Required work: Set down the material below in full, matching it exactly.

The data:
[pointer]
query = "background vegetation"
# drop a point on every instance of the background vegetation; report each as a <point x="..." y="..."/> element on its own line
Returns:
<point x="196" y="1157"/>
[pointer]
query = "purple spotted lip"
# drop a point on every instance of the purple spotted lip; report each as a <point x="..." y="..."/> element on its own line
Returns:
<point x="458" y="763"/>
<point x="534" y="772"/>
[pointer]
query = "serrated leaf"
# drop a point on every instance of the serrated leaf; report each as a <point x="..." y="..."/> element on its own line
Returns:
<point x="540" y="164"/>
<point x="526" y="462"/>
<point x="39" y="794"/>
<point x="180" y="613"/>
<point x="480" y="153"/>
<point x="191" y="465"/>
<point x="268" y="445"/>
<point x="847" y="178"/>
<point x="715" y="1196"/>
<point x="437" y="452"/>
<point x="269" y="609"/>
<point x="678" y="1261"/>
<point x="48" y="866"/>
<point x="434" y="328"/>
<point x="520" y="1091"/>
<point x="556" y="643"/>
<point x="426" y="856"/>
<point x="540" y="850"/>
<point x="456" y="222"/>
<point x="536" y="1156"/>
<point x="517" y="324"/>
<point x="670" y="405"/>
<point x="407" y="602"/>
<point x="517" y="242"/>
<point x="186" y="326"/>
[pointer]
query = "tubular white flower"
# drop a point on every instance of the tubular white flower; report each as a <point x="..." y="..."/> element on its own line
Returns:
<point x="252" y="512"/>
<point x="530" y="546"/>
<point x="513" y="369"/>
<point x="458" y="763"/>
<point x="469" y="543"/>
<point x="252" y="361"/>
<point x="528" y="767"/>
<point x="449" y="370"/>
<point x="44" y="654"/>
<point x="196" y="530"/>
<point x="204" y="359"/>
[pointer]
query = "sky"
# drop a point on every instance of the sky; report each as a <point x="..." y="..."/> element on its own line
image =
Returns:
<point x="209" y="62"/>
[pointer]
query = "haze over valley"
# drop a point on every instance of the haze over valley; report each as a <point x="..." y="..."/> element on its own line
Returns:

Written solution:
[pointer]
query = "background vegetation"
# drop a point on every instance of the background vegetation; report each as a <point x="..." y="..."/> element on its own line
Returns:
<point x="196" y="1157"/>
[pointer]
query = "purple spotted lip"
# drop a point on every instance of the purple spotted lip; report each as a <point x="..." y="..."/> element on its own line
Returns:
<point x="458" y="763"/>
<point x="534" y="772"/>
[pointer]
query = "serrated leaf"
# drop a point on every instance of the serrated leaf; report each as a <point x="..." y="..."/> element on its own line
Returns:
<point x="540" y="164"/>
<point x="526" y="462"/>
<point x="39" y="794"/>
<point x="180" y="613"/>
<point x="480" y="153"/>
<point x="191" y="465"/>
<point x="268" y="445"/>
<point x="847" y="178"/>
<point x="715" y="1196"/>
<point x="437" y="452"/>
<point x="269" y="609"/>
<point x="678" y="1261"/>
<point x="48" y="866"/>
<point x="434" y="328"/>
<point x="520" y="1091"/>
<point x="556" y="643"/>
<point x="426" y="856"/>
<point x="540" y="850"/>
<point x="456" y="222"/>
<point x="536" y="1156"/>
<point x="517" y="324"/>
<point x="670" y="405"/>
<point x="407" y="602"/>
<point x="517" y="242"/>
<point x="186" y="326"/>
[pointer]
query = "tubular white flower"
# drop a point on every instance of the tubular white flower; report each as a <point x="..." y="..."/> element on its own line
Returns:
<point x="252" y="512"/>
<point x="530" y="546"/>
<point x="513" y="369"/>
<point x="458" y="763"/>
<point x="469" y="543"/>
<point x="252" y="361"/>
<point x="528" y="767"/>
<point x="449" y="370"/>
<point x="44" y="654"/>
<point x="196" y="530"/>
<point x="204" y="359"/>
[pointer]
query = "sky"
# drop a point on every instance of the sky; report each as a <point x="..." y="..."/> element on its own line
image =
Returns:
<point x="209" y="62"/>
[pointer]
query = "haze over valley"
# drop a point on every instance of the haze over valley; report each as a <point x="..." y="..."/> element on its own line
Returns:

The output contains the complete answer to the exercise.